START Input for this task

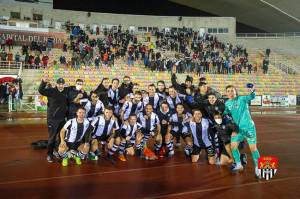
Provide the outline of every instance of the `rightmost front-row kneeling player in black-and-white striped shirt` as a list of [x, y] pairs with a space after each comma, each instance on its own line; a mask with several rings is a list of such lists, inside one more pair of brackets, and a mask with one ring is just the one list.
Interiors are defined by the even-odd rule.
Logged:
[[200, 110], [193, 111], [193, 119], [186, 124], [183, 132], [193, 138], [192, 162], [197, 162], [201, 149], [205, 149], [209, 164], [215, 164], [215, 150], [209, 138], [210, 126], [207, 119], [202, 118]]

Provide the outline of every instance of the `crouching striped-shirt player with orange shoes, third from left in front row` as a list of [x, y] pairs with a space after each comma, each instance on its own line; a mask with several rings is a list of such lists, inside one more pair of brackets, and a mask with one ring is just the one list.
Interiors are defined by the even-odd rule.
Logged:
[[141, 151], [141, 141], [143, 138], [142, 134], [142, 126], [137, 123], [137, 116], [135, 114], [131, 114], [128, 118], [128, 122], [122, 125], [120, 136], [121, 136], [121, 144], [119, 148], [119, 159], [121, 161], [126, 161], [125, 154], [127, 155], [135, 155], [135, 150]]

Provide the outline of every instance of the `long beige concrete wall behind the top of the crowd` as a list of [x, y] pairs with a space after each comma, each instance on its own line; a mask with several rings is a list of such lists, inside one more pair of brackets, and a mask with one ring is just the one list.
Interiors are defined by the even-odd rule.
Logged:
[[[1, 1], [2, 2], [2, 1]], [[32, 18], [34, 14], [43, 15], [43, 23], [55, 25], [55, 22], [64, 24], [67, 20], [75, 24], [89, 25], [119, 25], [124, 28], [130, 26], [137, 27], [188, 27], [193, 29], [205, 28], [228, 28], [227, 35], [235, 36], [236, 19], [234, 17], [173, 17], [173, 16], [146, 16], [146, 15], [124, 15], [124, 14], [106, 14], [91, 12], [88, 16], [87, 12], [57, 10], [53, 9], [51, 4], [33, 4], [33, 3], [16, 3], [15, 1], [0, 2], [0, 16], [10, 16], [10, 12], [20, 12], [21, 19], [24, 17]]]

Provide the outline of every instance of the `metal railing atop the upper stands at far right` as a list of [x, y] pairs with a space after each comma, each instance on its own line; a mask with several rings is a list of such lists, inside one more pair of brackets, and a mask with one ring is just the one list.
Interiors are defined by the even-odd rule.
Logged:
[[300, 32], [283, 33], [236, 33], [237, 38], [296, 38], [300, 37]]

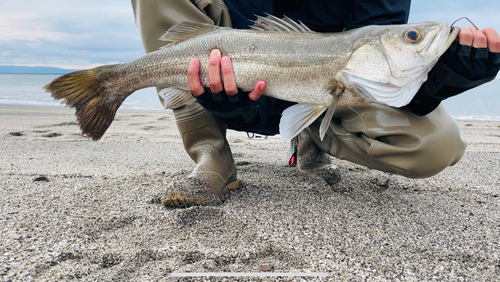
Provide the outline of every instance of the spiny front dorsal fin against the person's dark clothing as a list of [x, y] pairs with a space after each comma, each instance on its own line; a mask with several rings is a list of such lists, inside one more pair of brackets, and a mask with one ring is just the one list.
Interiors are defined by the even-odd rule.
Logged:
[[257, 20], [254, 21], [254, 25], [251, 26], [251, 29], [260, 31], [314, 32], [301, 21], [296, 22], [287, 16], [280, 19], [270, 14], [266, 15], [267, 17], [256, 15]]

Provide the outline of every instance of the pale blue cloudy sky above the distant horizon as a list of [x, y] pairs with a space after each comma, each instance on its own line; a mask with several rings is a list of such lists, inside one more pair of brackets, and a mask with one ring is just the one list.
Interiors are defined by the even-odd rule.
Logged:
[[[410, 22], [467, 16], [480, 29], [500, 30], [499, 15], [498, 0], [415, 0]], [[130, 1], [0, 1], [0, 65], [84, 69], [142, 55]]]

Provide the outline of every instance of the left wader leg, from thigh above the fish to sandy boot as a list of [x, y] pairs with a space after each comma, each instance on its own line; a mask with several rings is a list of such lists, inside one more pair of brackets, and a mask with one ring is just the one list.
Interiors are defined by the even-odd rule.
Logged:
[[[164, 45], [165, 42], [158, 38], [182, 21], [231, 26], [224, 4], [218, 1], [196, 3], [198, 6], [182, 0], [132, 0], [146, 52], [156, 51]], [[172, 207], [216, 204], [226, 189], [238, 186], [225, 125], [198, 103], [173, 109], [173, 113], [184, 148], [196, 166], [187, 178], [174, 179], [170, 183], [163, 203]]]

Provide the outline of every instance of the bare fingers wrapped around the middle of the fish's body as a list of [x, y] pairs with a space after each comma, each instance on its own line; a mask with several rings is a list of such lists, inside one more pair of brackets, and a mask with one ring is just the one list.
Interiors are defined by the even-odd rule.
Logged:
[[[188, 86], [195, 97], [205, 93], [205, 88], [200, 82], [199, 72], [200, 61], [195, 58], [191, 59], [188, 66]], [[208, 60], [208, 83], [210, 92], [212, 93], [224, 91], [229, 96], [238, 94], [231, 59], [227, 56], [222, 57], [218, 49], [214, 49], [210, 53], [210, 58]], [[265, 89], [266, 82], [259, 80], [255, 88], [248, 94], [248, 97], [252, 101], [257, 101], [257, 99], [264, 94]]]

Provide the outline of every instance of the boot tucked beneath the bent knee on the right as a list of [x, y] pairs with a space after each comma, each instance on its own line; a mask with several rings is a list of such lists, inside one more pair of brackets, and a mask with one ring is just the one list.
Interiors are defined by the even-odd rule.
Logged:
[[295, 140], [297, 144], [297, 167], [300, 171], [323, 178], [328, 185], [340, 181], [340, 171], [332, 164], [330, 155], [314, 142], [309, 128], [304, 129]]

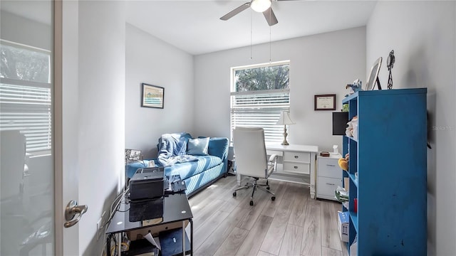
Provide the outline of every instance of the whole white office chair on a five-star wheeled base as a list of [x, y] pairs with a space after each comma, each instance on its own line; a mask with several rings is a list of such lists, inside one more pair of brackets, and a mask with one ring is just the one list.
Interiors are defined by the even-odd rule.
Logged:
[[[236, 192], [253, 188], [250, 197], [250, 205], [254, 205], [254, 193], [257, 188], [266, 191], [272, 195], [271, 200], [276, 200], [274, 193], [269, 191], [268, 178], [277, 166], [277, 155], [271, 155], [269, 160], [266, 155], [266, 146], [264, 145], [264, 129], [237, 127], [233, 130], [234, 154], [236, 154], [236, 172], [244, 176], [254, 178], [253, 182], [247, 182], [245, 186], [236, 188]], [[265, 178], [266, 184], [259, 184], [259, 178]]]

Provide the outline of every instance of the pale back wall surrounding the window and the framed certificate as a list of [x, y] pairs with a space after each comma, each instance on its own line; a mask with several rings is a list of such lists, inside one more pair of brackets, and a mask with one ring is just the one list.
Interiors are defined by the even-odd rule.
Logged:
[[[274, 33], [273, 33], [274, 35]], [[269, 43], [195, 56], [195, 131], [229, 137], [230, 68], [269, 62]], [[346, 84], [366, 80], [366, 28], [322, 33], [271, 43], [271, 61], [290, 60], [290, 144], [320, 150], [341, 148], [332, 134], [332, 111], [314, 111], [314, 95], [336, 94], [336, 111]]]

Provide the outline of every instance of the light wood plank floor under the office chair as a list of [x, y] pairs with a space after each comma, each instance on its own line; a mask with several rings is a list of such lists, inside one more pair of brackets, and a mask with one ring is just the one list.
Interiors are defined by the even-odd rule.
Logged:
[[[243, 178], [242, 185], [248, 178]], [[237, 188], [235, 176], [221, 178], [190, 198], [194, 255], [348, 255], [337, 230], [340, 203], [310, 198], [309, 186], [269, 181], [271, 195]]]

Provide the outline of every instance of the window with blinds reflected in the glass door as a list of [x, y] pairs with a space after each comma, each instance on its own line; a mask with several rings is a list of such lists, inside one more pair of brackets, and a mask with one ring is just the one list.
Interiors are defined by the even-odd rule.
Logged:
[[51, 53], [1, 41], [0, 129], [19, 129], [26, 151], [51, 149]]

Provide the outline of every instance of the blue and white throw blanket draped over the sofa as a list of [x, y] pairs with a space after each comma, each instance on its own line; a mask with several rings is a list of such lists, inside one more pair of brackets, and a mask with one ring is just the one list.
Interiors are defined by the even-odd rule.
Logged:
[[179, 134], [163, 134], [158, 151], [158, 162], [162, 166], [172, 166], [176, 163], [197, 161], [195, 156], [187, 155], [187, 137], [185, 132]]

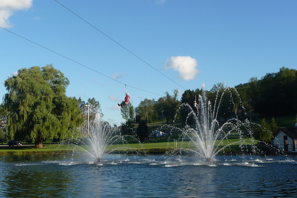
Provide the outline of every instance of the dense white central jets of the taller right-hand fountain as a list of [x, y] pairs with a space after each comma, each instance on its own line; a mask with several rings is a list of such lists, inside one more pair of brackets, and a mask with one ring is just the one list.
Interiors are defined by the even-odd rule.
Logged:
[[[226, 90], [228, 90], [228, 88], [224, 90], [223, 94]], [[194, 117], [195, 119], [195, 128], [186, 127], [186, 130], [183, 132], [183, 134], [195, 144], [197, 149], [194, 150], [194, 152], [203, 157], [206, 161], [211, 161], [211, 159], [224, 148], [238, 143], [238, 141], [233, 142], [219, 148], [223, 140], [227, 139], [231, 130], [239, 132], [240, 128], [244, 125], [244, 123], [237, 118], [229, 119], [222, 126], [219, 125], [218, 111], [222, 96], [218, 97], [217, 92], [212, 108], [210, 101], [207, 100], [203, 84], [202, 94], [199, 95], [198, 99], [199, 114], [197, 115], [193, 111], [189, 114], [190, 117]], [[216, 144], [217, 141], [220, 142]], [[242, 139], [239, 139], [239, 141], [242, 141]]]

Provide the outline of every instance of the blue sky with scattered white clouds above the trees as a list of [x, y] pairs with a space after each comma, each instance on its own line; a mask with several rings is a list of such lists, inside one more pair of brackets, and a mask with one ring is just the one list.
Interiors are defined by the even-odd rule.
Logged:
[[296, 10], [296, 0], [0, 0], [0, 96], [19, 69], [52, 64], [68, 97], [95, 98], [120, 125], [125, 90], [137, 107], [297, 69]]

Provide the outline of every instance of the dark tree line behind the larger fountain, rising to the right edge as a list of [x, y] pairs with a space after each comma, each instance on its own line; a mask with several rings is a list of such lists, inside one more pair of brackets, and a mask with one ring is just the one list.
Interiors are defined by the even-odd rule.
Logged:
[[[222, 85], [223, 83], [217, 83], [210, 91], [205, 91], [212, 104], [217, 93], [219, 92], [220, 97], [226, 89], [226, 86]], [[219, 115], [223, 119], [232, 117], [235, 111], [242, 117], [247, 117], [249, 107], [254, 114], [261, 117], [293, 115], [297, 113], [297, 70], [282, 67], [276, 73], [267, 73], [260, 80], [252, 77], [246, 84], [228, 87], [227, 93], [220, 105]], [[172, 122], [173, 118], [184, 120], [188, 111], [184, 109], [176, 117], [177, 110], [182, 103], [193, 107], [201, 90], [186, 90], [180, 100], [177, 99], [177, 94], [177, 90], [174, 90], [173, 96], [166, 92], [166, 96], [158, 100], [141, 101], [135, 108], [136, 120], [143, 119], [148, 123], [161, 121], [162, 115], [167, 124]]]

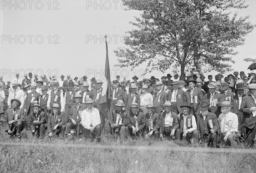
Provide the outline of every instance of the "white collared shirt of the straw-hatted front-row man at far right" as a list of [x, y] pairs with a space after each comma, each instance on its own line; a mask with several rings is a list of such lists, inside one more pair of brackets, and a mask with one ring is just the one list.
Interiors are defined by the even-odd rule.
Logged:
[[218, 117], [218, 123], [221, 133], [227, 133], [227, 135], [229, 135], [238, 130], [238, 117], [235, 113], [229, 112], [226, 115], [221, 113]]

END Input for this task

Each line above that contains the string "left" counts once; give the number of such lines and nothing more.

→ Solution to the exercise: 2